▸ **OBJECTIVE**: Each line from the one that contains "locate glossy black" to the end of the material must be quoted exactly; include both end lines and nothing else.

%%

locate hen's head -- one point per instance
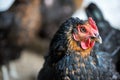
(76, 35)
(86, 34)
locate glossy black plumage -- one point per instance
(64, 63)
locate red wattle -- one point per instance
(87, 44)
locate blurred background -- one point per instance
(27, 27)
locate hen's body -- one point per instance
(67, 61)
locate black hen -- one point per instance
(53, 13)
(70, 56)
(109, 35)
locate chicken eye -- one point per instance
(82, 29)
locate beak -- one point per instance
(97, 38)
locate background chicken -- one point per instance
(70, 56)
(108, 34)
(18, 27)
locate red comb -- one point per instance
(92, 23)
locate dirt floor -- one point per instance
(28, 66)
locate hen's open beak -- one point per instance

%%

▸ **ANSWER TO THE EXERCISE**:
locate glossy black plumage -- one point per instance
(64, 63)
locate red wattle -- one point per instance
(87, 44)
locate blurred background -- one point per instance
(27, 27)
locate hen's body -- one point per instance
(67, 61)
locate black hen -- one point per instance
(53, 13)
(70, 56)
(109, 35)
locate chicken eye -- one point per instance
(82, 29)
locate beak -- one point per instance
(97, 38)
locate background chicken -- one point per instance
(70, 56)
(108, 34)
(18, 27)
locate red comb -- one point per instance
(92, 23)
locate dirt floor -- one point per instance
(28, 66)
locate hen's open beak -- one point per instance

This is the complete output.